Available data

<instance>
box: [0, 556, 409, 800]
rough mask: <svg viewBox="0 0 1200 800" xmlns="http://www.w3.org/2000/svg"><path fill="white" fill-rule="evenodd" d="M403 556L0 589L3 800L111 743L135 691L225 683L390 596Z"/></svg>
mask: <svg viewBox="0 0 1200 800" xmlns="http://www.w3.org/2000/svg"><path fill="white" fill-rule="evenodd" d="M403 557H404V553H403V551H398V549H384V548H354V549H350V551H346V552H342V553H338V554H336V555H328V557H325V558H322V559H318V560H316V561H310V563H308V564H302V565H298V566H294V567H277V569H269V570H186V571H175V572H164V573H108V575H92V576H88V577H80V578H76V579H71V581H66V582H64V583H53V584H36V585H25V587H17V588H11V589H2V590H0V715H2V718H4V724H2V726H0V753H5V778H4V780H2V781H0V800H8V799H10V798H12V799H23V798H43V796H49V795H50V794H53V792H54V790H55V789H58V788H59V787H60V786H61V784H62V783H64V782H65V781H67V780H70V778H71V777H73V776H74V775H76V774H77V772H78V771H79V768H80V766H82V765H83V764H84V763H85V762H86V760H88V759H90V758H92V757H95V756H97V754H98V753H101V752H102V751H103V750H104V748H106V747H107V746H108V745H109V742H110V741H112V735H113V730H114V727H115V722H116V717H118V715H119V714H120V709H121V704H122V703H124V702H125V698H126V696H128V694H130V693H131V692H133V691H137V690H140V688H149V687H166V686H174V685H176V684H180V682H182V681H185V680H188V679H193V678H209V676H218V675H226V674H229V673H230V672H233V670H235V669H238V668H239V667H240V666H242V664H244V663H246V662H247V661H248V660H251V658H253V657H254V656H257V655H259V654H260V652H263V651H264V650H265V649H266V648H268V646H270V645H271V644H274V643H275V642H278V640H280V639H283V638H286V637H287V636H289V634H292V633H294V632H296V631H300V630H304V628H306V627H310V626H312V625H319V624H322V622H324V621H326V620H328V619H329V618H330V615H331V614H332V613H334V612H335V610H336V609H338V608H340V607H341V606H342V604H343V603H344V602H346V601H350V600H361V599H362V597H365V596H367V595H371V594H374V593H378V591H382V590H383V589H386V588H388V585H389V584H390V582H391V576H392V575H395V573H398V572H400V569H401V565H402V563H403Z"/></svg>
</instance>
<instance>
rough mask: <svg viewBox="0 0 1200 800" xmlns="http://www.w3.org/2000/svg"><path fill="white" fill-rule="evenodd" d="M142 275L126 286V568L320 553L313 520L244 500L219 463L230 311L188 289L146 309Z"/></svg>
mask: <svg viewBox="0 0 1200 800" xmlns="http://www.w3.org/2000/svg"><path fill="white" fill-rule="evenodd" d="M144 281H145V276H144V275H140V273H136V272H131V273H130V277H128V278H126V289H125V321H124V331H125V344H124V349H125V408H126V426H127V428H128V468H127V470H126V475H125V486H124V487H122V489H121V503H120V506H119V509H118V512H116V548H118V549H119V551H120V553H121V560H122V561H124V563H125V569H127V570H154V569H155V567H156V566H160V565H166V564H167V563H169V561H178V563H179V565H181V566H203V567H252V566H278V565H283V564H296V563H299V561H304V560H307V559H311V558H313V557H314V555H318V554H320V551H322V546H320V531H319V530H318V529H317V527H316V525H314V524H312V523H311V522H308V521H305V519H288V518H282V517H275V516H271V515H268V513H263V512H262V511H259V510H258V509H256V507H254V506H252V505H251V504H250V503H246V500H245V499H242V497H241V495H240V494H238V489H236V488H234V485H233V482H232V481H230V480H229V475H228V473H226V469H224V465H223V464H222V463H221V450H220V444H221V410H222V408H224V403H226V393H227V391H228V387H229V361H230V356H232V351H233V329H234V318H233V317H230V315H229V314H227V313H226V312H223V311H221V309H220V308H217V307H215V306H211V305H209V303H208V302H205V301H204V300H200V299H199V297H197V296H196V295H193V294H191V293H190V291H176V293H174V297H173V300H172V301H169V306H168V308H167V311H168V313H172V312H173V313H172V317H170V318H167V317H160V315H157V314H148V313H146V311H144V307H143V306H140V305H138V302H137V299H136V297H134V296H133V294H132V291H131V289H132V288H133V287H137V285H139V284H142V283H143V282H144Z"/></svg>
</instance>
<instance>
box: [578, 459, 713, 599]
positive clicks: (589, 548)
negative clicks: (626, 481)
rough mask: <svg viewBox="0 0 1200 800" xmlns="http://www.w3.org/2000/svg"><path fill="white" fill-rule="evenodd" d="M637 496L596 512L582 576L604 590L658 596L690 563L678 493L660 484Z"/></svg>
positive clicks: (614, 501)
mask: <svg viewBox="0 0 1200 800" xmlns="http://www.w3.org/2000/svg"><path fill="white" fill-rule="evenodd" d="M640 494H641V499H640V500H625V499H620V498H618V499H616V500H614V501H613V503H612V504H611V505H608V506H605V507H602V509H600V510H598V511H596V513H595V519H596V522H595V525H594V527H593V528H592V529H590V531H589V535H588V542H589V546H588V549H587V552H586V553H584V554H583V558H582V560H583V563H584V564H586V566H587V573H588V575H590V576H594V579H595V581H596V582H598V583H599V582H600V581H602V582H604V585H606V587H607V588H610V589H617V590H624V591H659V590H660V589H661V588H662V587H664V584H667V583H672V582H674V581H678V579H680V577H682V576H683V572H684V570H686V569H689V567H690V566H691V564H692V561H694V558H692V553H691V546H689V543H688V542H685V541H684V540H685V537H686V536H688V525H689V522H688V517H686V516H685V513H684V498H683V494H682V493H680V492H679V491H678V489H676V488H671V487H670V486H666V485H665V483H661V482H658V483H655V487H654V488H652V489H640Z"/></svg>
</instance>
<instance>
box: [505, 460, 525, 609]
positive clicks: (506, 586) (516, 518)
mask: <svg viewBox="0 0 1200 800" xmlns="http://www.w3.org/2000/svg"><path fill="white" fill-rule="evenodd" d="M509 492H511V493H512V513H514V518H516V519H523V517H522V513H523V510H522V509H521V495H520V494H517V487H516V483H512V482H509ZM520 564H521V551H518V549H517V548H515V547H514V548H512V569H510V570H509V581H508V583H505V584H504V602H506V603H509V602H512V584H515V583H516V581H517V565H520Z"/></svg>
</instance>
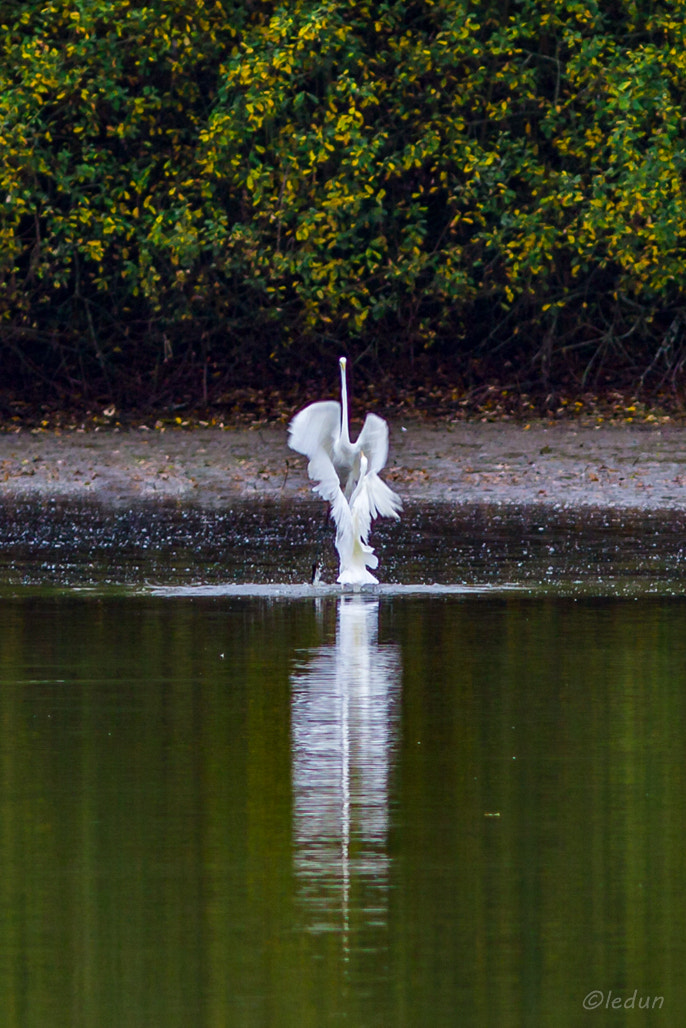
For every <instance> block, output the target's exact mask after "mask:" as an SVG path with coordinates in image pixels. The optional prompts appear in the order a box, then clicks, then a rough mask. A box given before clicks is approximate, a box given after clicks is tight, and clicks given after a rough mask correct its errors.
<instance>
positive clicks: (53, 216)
mask: <svg viewBox="0 0 686 1028" xmlns="http://www.w3.org/2000/svg"><path fill="white" fill-rule="evenodd" d="M685 15H686V5H685V4H683V3H681V2H680V0H654V2H641V0H616V2H604V3H601V2H598V0H590V2H587V3H582V2H575V0H519V2H514V0H511V2H507V0H504V2H503V0H498V2H492V0H473V2H469V0H458V2H456V0H442V2H441V0H436V2H433V3H432V2H426V3H418V2H411V0H404V2H403V0H396V2H393V0H388V2H381V3H367V2H346V3H341V2H339V0H324V2H322V3H314V2H312V0H300V2H298V0H294V2H292V3H289V4H283V5H280V4H275V3H270V2H260V0H257V2H254V0H253V2H246V0H205V2H201V3H198V2H197V0H147V2H138V0H136V2H134V0H12V2H9V0H4V2H1V3H0V47H1V51H2V58H1V61H0V355H1V357H2V361H3V366H4V370H5V378H6V379H7V376H9V378H11V379H13V380H14V381H19V380H22V379H23V380H25V381H27V380H31V381H33V382H36V381H42V382H44V383H46V384H47V383H51V384H52V386H58V387H60V386H62V387H63V388H70V389H73V388H74V386H78V387H79V388H80V389H88V390H94V389H97V390H99V391H100V392H101V393H102V394H103V395H105V394H109V395H113V396H118V397H119V399H121V393H122V392H127V393H128V394H129V395H130V396H136V397H138V398H140V397H145V396H149V397H154V396H156V395H161V394H160V390H161V388H163V383H164V384H165V389H167V390H170V391H172V392H173V391H177V392H178V390H179V389H181V388H182V386H186V384H187V383H188V382H189V381H190V380H192V381H193V382H194V383H195V387H196V388H197V389H201V390H202V391H203V392H204V394H205V396H206V398H207V397H208V396H209V395H211V394H212V395H214V393H215V392H216V391H218V390H220V389H221V388H223V386H225V384H226V383H227V382H229V381H230V380H231V379H232V378H236V377H237V371H236V369H238V368H240V369H241V372H240V374H241V376H245V375H246V373H247V371H246V369H250V371H251V372H252V373H253V375H255V376H258V375H259V376H262V377H263V376H264V375H265V374H267V373H268V370H269V368H272V367H275V368H277V367H281V368H288V367H290V368H292V369H293V370H294V372H298V373H299V372H301V371H302V368H303V366H306V363H308V362H309V361H313V360H315V359H317V360H320V359H321V358H322V357H323V356H327V357H329V356H330V357H334V356H335V355H336V354H337V352H338V350H339V348H341V347H342V348H346V350H348V351H349V352H351V353H353V354H354V355H358V356H359V355H366V356H367V357H371V358H372V359H380V360H388V359H389V358H393V359H394V361H396V362H399V363H400V364H402V363H404V362H408V361H409V360H412V359H414V358H417V357H418V356H419V355H422V354H425V353H429V355H430V356H432V357H434V358H435V360H436V361H438V360H441V361H443V362H448V363H449V365H450V366H452V368H453V369H454V373H455V375H456V378H458V377H459V376H460V375H463V376H464V375H466V374H467V373H468V369H469V368H471V369H472V373H473V372H474V369H475V368H477V369H478V368H479V367H480V368H482V369H483V373H491V372H494V371H495V372H498V371H499V370H500V371H501V372H502V371H503V369H504V368H506V367H509V368H512V369H514V371H515V372H516V371H518V372H521V371H525V372H527V369H529V371H528V372H527V373H530V374H531V373H532V371H533V375H534V376H536V377H538V378H539V379H541V380H543V381H545V380H547V379H549V378H550V376H554V375H558V374H561V373H562V371H563V370H565V372H567V371H569V370H570V369H572V370H573V371H574V373H575V374H576V376H577V381H578V382H580V383H583V382H591V381H598V380H599V378H600V376H602V375H604V374H606V372H607V371H608V370H609V371H610V372H611V373H613V374H614V373H619V372H622V373H624V374H630V375H634V376H635V378H636V379H638V378H639V377H641V378H642V379H643V380H644V381H645V383H646V384H647V386H651V387H652V388H655V387H657V386H659V384H660V383H662V382H664V381H665V380H670V381H671V382H674V383H678V379H679V375H680V372H681V369H682V364H683V363H684V361H686V302H685V298H684V296H685V291H686V262H685V261H684V252H685V247H684V238H685V235H686V195H685V190H684V175H685V171H686V121H685V120H684V119H685V117H686V110H685V106H686V104H685V101H686V45H685V38H684V37H685V35H686V16H685ZM303 362H304V364H303ZM27 376H28V377H27ZM189 376H190V377H189Z"/></svg>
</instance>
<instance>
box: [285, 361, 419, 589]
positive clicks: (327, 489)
mask: <svg viewBox="0 0 686 1028" xmlns="http://www.w3.org/2000/svg"><path fill="white" fill-rule="evenodd" d="M338 364H339V366H340V394H341V396H340V399H341V402H340V404H338V403H336V402H335V401H334V400H324V401H321V402H319V403H311V404H310V405H309V406H308V407H305V408H304V409H303V410H301V411H299V413H297V414H296V415H295V417H294V418H293V420H292V421H291V424H290V426H289V429H288V444H289V446H290V447H291V448H292V449H294V450H296V451H297V452H298V453H303V454H304V455H305V456H306V457H309V461H310V463H309V465H308V474H309V475H310V478H311V479H312V480H313V481H314V482H315V485H314V486H313V488H314V490H315V492H317V493H318V495H320V497H321V498H322V499H323V500H326V501H328V503H329V504H330V505H331V517H332V518H333V521H334V523H335V526H336V537H335V545H336V550H337V551H338V558H339V564H340V566H339V574H338V582H339V583H340V584H342V585H364V584H365V583H375V582H376V581H377V580H376V579H375V578H374V576H373V575H371V573H370V572H369V571H368V568H369V567H376V566H377V565H378V558H377V557H376V556H375V554H374V551H373V549H372V548H371V547H370V546H369V545H368V542H367V541H368V539H369V531H370V528H371V522H372V520H373V519H374V518H376V517H393V518H396V519H398V518H399V516H400V515H399V514H398V511H399V510H400V509H401V507H402V502H401V500H400V497H399V495H398V494H397V493H396V492H394V491H393V489H391V488H389V486H388V485H387V484H386V482H384V481H383V480H382V479H381V478H380V477H378V472H380V471H381V470H382V468H383V467H384V465H385V464H386V460H387V457H388V425H387V424H386V421H385V420H384V418H383V417H378V415H377V414H367V416H366V418H365V420H364V425H363V427H362V431H361V433H360V435H359V436H358V438H357V440H356V441H355V442H352V441H351V438H350V429H349V424H348V390H347V386H346V358H345V357H341V358H340V360H339V362H338Z"/></svg>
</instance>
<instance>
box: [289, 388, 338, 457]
mask: <svg viewBox="0 0 686 1028" xmlns="http://www.w3.org/2000/svg"><path fill="white" fill-rule="evenodd" d="M339 431H340V404H339V403H336V401H335V400H321V401H320V402H319V403H311V404H310V406H309V407H304V408H303V409H302V410H300V411H298V413H297V414H296V415H295V417H294V418H293V420H292V421H291V424H290V425H289V427H288V445H289V446H290V448H291V449H294V450H296V451H297V452H298V453H304V455H305V456H309V457H312V456H313V455H314V454H315V453H316V452H317V450H318V449H323V450H324V452H325V453H328V455H329V457H331V456H332V454H333V445H334V443H335V441H336V439H337V438H338V433H339Z"/></svg>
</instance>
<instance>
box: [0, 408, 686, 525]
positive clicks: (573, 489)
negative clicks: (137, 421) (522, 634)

Try it
How many lines in the listing above have the word "negative" in them? Count them and give the number alone.

Expected output
2